Rows from a segmentation dataset:

== == ==

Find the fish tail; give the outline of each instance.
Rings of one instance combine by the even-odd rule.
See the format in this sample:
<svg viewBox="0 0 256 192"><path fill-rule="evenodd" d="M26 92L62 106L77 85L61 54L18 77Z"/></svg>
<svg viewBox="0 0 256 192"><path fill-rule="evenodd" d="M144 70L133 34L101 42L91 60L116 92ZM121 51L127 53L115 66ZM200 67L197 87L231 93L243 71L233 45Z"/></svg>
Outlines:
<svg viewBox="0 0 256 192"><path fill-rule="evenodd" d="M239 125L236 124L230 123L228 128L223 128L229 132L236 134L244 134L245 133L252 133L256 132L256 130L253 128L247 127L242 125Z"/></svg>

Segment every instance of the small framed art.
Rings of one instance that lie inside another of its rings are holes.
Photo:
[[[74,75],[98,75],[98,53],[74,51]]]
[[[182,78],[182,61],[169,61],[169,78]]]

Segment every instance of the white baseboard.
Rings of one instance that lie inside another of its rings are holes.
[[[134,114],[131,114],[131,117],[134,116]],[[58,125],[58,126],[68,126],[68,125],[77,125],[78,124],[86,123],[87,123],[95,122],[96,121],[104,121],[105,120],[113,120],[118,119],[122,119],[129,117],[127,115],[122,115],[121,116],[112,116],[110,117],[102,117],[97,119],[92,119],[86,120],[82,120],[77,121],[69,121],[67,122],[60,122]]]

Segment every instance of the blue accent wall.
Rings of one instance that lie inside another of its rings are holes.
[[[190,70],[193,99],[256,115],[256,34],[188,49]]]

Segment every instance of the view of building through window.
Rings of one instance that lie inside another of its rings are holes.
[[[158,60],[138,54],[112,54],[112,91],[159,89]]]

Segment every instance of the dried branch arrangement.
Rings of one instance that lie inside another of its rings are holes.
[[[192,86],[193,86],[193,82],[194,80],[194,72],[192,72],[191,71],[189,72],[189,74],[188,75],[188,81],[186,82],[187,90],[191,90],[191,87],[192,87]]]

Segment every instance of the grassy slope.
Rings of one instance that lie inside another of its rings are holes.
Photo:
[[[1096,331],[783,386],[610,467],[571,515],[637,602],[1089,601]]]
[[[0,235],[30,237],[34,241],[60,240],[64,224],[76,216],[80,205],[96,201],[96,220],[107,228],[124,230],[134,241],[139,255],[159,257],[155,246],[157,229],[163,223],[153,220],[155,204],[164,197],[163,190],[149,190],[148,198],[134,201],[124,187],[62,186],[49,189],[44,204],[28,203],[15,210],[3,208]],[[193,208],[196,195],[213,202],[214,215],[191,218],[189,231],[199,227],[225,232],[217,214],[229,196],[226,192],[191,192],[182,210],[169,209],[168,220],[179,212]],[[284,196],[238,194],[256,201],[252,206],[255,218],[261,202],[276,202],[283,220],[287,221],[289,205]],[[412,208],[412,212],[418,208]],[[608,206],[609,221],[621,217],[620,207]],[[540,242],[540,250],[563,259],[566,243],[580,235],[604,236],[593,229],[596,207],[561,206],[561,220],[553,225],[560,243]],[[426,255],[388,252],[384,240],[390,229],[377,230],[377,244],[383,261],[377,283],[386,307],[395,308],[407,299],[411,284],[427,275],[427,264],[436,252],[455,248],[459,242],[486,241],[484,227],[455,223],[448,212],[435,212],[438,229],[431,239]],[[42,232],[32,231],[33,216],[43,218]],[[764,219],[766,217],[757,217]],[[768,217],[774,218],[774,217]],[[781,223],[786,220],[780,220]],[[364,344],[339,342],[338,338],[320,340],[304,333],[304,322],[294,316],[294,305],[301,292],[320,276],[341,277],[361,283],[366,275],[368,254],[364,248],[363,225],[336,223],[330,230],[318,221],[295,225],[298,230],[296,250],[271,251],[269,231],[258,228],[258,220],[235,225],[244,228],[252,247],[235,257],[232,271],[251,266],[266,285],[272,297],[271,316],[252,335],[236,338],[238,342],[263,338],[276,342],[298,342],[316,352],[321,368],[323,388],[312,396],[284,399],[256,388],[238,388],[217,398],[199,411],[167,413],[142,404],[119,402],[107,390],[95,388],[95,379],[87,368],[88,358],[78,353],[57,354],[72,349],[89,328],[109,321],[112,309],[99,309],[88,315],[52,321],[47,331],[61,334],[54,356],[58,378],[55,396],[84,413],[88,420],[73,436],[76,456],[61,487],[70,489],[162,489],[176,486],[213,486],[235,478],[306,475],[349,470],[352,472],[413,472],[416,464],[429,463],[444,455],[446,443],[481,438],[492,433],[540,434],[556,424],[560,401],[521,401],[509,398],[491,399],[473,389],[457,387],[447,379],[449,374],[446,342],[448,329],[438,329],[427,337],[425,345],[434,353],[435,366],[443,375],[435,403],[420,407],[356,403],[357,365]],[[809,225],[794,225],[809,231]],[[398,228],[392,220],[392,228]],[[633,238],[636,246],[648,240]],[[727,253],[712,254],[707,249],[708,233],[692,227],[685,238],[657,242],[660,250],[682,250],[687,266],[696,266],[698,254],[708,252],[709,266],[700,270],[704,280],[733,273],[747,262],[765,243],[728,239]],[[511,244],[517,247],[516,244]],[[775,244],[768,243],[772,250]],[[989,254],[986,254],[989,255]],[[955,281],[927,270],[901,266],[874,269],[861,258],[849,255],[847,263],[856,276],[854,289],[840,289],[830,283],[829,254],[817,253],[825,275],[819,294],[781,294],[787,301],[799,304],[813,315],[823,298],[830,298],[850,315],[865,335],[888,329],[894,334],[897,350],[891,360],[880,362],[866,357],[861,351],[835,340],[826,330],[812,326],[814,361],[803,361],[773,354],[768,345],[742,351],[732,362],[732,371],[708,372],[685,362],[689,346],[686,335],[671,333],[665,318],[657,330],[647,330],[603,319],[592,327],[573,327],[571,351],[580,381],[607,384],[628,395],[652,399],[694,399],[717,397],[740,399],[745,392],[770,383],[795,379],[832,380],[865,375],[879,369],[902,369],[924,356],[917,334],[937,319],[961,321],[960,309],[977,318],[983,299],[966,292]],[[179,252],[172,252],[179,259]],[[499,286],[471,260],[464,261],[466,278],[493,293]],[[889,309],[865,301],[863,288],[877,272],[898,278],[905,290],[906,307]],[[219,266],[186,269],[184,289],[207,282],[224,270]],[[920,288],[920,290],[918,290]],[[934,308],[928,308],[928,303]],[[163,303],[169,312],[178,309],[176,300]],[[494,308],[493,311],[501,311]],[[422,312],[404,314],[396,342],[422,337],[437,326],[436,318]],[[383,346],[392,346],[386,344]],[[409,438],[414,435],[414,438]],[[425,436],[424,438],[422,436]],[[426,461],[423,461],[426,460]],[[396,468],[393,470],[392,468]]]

== == ==

WORK INSTRUCTIONS: Rewrite all of the lines above, substituting "cutouts" for every occurrence of "holes" and leaving everything else unchanged.

FINISHED EXERCISE:
Find the fish tail; give the outline of each instance.
Rings of one instance combine by the even-odd rule.
See the format in this sample:
<svg viewBox="0 0 256 192"><path fill-rule="evenodd" d="M26 92L62 106L77 85L61 54L18 77Z"/></svg>
<svg viewBox="0 0 256 192"><path fill-rule="evenodd" d="M144 70L133 34L101 42L91 60L116 92ZM121 51L127 53L115 66ZM200 67L197 87L231 93L243 71L233 45Z"/></svg>
Outlines:
<svg viewBox="0 0 256 192"><path fill-rule="evenodd" d="M239 125L236 124L230 123L228 128L223 128L229 132L236 134L244 134L245 133L252 133L256 132L256 130L253 128L247 127L242 125Z"/></svg>

Segment every instance of the small framed art.
Rings of one instance that lie inside another of its rings are cutouts.
Photo:
[[[74,75],[98,75],[98,53],[74,51]]]
[[[182,78],[182,61],[169,61],[169,78]]]

Segment every instance of the white baseboard.
Rings of one instance that lie inside another of its rings are cutouts.
[[[134,114],[131,114],[131,117],[134,116]],[[58,125],[58,126],[68,126],[68,125],[77,125],[78,124],[86,123],[87,123],[95,122],[96,121],[104,121],[105,120],[113,120],[118,119],[122,119],[129,117],[127,115],[122,115],[121,116],[112,116],[110,117],[102,117],[97,119],[92,119],[86,120],[82,120],[77,121],[69,121],[67,122],[60,122]]]

Segment every instance of the blue accent wall.
Rings of one instance that lie inside another of its rings are cutouts.
[[[190,70],[193,99],[256,115],[256,34],[188,49]]]

Segment every instance of the view of building through window.
Rings of one instance that lie inside another of its rings are cutouts.
[[[158,60],[138,54],[112,54],[112,91],[159,89]]]

Segment every instance of the dried branch arrangement.
Rings of one instance that lie inside another of its rings are cutouts.
[[[192,86],[193,86],[193,82],[194,80],[194,72],[192,72],[191,71],[189,72],[189,74],[188,75],[188,81],[186,82],[187,90],[191,90],[191,87],[192,87]]]

Segment every instance of the grassy slope.
Rings of one instance that lie inside another of its rings are cutouts.
Photo:
[[[1096,331],[783,386],[610,467],[571,515],[637,602],[1089,601]]]
[[[0,235],[30,237],[34,241],[60,240],[64,224],[76,216],[80,205],[96,201],[96,220],[107,228],[124,230],[134,241],[139,255],[159,257],[155,246],[157,229],[163,223],[153,220],[155,204],[164,197],[163,190],[149,190],[148,198],[134,201],[124,187],[62,186],[49,189],[44,204],[28,203],[15,210],[3,208]],[[193,208],[196,195],[213,202],[214,215],[191,218],[189,231],[199,227],[225,232],[217,214],[229,196],[226,192],[191,192],[182,210],[169,209],[168,220],[179,212]],[[284,196],[238,194],[256,201],[252,206],[255,218],[261,202],[276,202],[283,220],[287,221],[289,205]],[[412,208],[412,212],[418,208]],[[608,206],[609,221],[621,217],[620,207]],[[540,242],[540,250],[563,259],[566,243],[580,235],[604,236],[593,229],[596,207],[561,206],[561,220],[553,225],[560,243]],[[426,255],[388,252],[384,240],[390,229],[377,230],[377,244],[383,261],[377,283],[386,307],[395,308],[407,299],[411,284],[427,275],[427,264],[436,252],[455,248],[459,242],[486,241],[484,227],[455,223],[448,212],[435,212],[438,229],[431,239]],[[42,232],[32,231],[33,216],[43,218]],[[764,219],[766,217],[757,217]],[[768,217],[774,218],[774,217]],[[781,223],[786,220],[780,220]],[[364,344],[339,342],[338,338],[320,340],[304,333],[304,322],[294,316],[294,305],[301,292],[320,276],[341,277],[361,283],[366,275],[368,254],[364,248],[363,225],[336,223],[330,230],[318,221],[295,225],[298,230],[296,250],[271,251],[269,231],[258,228],[258,220],[235,225],[244,228],[252,247],[235,257],[232,271],[251,266],[266,285],[272,297],[271,316],[252,335],[236,338],[238,342],[263,338],[276,342],[298,342],[316,352],[321,368],[323,388],[312,396],[284,399],[256,388],[238,388],[217,398],[199,411],[167,413],[142,404],[119,402],[107,390],[95,388],[95,379],[87,368],[88,358],[78,353],[57,354],[72,349],[89,328],[109,321],[112,309],[99,309],[88,315],[52,321],[47,331],[61,334],[54,356],[58,378],[55,396],[84,413],[88,420],[73,436],[76,456],[61,487],[70,489],[162,489],[176,486],[213,486],[235,478],[306,475],[349,470],[352,472],[413,472],[416,464],[429,463],[444,455],[446,443],[481,438],[492,433],[540,434],[556,424],[560,401],[521,401],[509,398],[491,399],[473,389],[457,387],[447,379],[449,374],[446,342],[448,329],[438,329],[427,337],[425,345],[434,353],[435,366],[443,375],[435,403],[420,407],[356,403],[357,365]],[[809,225],[794,225],[809,231]],[[398,228],[392,220],[392,228]],[[633,238],[636,246],[648,240]],[[727,253],[712,254],[707,249],[708,233],[692,227],[685,238],[657,242],[660,250],[682,250],[687,266],[696,266],[698,254],[708,252],[709,266],[700,270],[704,280],[733,273],[747,262],[765,243],[728,239]],[[511,244],[517,247],[516,244]],[[775,244],[768,243],[772,250]],[[989,254],[986,254],[989,255]],[[955,281],[927,270],[901,266],[874,269],[861,258],[849,255],[847,263],[856,276],[854,289],[840,289],[830,283],[829,254],[817,253],[825,275],[819,294],[781,294],[787,301],[799,304],[813,315],[823,298],[830,298],[850,315],[865,335],[888,329],[894,334],[897,350],[891,360],[880,362],[866,357],[861,351],[835,340],[826,330],[812,326],[814,361],[803,361],[773,354],[768,345],[742,351],[732,362],[732,371],[708,372],[685,362],[689,346],[686,335],[671,333],[665,318],[657,330],[647,330],[603,319],[592,327],[573,327],[571,351],[580,381],[607,384],[628,395],[652,399],[694,399],[717,397],[740,399],[745,392],[770,383],[795,379],[832,380],[865,375],[879,369],[902,369],[924,356],[917,334],[937,319],[961,321],[960,309],[977,318],[983,299],[966,292]],[[179,252],[172,252],[179,259]],[[499,286],[471,260],[464,261],[466,278],[493,293]],[[889,309],[865,301],[863,288],[877,272],[898,278],[905,290],[906,307]],[[219,266],[186,269],[184,289],[207,282],[224,270]],[[920,288],[920,290],[918,290]],[[934,308],[928,308],[928,303]],[[163,303],[169,312],[178,309],[176,300]],[[494,308],[493,311],[501,311]],[[422,312],[404,314],[396,342],[422,337],[437,326],[436,318]],[[383,346],[392,346],[386,344]],[[409,438],[414,435],[414,438]],[[425,436],[424,438],[422,436]],[[426,461],[423,461],[426,460]],[[396,468],[393,470],[392,468]]]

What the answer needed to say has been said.